— WORK ITEM —
In the listing below, start your output at the line with "lookup woman's curly hair" and end it after the line with "lookup wooden chair frame", copying every line exactly.

— SUPPLIED RECORDS —
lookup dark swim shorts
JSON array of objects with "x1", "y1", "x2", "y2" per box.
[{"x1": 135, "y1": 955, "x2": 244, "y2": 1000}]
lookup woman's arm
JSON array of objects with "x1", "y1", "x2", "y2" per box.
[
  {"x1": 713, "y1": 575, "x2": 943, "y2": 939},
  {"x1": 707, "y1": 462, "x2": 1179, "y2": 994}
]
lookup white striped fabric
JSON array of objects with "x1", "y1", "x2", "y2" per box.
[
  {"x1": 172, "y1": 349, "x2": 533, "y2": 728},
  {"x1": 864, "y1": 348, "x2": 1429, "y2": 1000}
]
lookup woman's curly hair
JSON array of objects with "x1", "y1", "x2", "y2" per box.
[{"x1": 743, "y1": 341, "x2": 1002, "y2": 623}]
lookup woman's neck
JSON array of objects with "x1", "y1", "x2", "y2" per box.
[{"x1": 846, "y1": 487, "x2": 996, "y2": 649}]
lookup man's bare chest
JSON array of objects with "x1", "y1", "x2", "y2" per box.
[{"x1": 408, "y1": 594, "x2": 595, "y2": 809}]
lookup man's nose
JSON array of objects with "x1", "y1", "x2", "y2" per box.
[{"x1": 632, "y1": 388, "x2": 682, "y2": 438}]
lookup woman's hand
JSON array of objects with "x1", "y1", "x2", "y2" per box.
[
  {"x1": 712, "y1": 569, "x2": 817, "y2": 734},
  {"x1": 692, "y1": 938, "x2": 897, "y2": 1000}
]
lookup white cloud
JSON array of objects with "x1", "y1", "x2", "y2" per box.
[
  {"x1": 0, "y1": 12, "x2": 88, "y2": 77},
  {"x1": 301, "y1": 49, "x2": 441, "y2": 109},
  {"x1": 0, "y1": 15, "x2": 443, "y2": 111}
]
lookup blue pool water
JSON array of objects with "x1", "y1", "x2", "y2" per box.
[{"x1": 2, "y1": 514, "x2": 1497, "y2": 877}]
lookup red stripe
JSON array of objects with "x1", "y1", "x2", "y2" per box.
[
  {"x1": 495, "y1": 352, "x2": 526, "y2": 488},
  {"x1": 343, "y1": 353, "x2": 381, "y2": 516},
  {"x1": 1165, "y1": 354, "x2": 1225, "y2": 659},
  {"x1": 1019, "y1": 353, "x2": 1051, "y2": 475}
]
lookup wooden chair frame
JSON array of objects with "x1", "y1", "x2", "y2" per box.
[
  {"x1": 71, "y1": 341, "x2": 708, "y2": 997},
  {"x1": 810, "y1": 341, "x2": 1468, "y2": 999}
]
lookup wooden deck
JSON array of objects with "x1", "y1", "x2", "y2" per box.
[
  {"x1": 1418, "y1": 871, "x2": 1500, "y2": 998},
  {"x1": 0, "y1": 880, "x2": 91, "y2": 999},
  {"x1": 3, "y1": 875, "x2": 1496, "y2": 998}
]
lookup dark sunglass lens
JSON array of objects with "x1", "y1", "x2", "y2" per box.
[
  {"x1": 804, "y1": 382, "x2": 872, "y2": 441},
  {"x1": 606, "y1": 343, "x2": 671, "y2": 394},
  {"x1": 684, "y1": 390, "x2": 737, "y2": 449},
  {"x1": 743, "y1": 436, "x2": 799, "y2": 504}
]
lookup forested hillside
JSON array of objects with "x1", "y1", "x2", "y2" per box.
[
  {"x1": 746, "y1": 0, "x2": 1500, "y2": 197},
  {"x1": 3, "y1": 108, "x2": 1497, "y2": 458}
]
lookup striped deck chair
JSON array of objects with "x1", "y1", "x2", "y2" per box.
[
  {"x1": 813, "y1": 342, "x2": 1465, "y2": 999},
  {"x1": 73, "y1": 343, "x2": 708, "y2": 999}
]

— WRITTEN ANSWER —
lookup woman's curly hair
JSON array of objects with "x1", "y1", "x2", "y2" per box.
[{"x1": 743, "y1": 341, "x2": 1002, "y2": 623}]
lookup woman's neck
JSON array of objects with "x1", "y1", "x2", "y2" per box.
[{"x1": 846, "y1": 487, "x2": 996, "y2": 649}]
lookup man's bare chest
JSON array of objects with "x1", "y1", "x2", "y2" per box.
[{"x1": 408, "y1": 594, "x2": 595, "y2": 809}]
lookup man's nose
JSON array of objects with "x1", "y1", "x2", "y2" per box.
[{"x1": 632, "y1": 388, "x2": 682, "y2": 438}]
lookup woman's hand
JSON array of objects with "x1", "y1", "x2", "y2" per box.
[
  {"x1": 712, "y1": 569, "x2": 817, "y2": 734},
  {"x1": 692, "y1": 938, "x2": 897, "y2": 1000}
]
lookup white cloud
JSON array of objects with "x1", "y1", "x2", "y2" per box.
[
  {"x1": 0, "y1": 12, "x2": 88, "y2": 77},
  {"x1": 301, "y1": 49, "x2": 441, "y2": 109},
  {"x1": 0, "y1": 15, "x2": 443, "y2": 111}
]
lookup blue pool water
JSON array of objects with "x1", "y1", "x2", "y2" per box.
[{"x1": 2, "y1": 514, "x2": 1497, "y2": 877}]
lookup red stripe
JSON array of objects with "x1", "y1", "x2", "y2" per box.
[
  {"x1": 495, "y1": 352, "x2": 526, "y2": 488},
  {"x1": 343, "y1": 353, "x2": 381, "y2": 516},
  {"x1": 1165, "y1": 354, "x2": 1225, "y2": 659},
  {"x1": 1019, "y1": 353, "x2": 1051, "y2": 475}
]
lookup wooden chair frame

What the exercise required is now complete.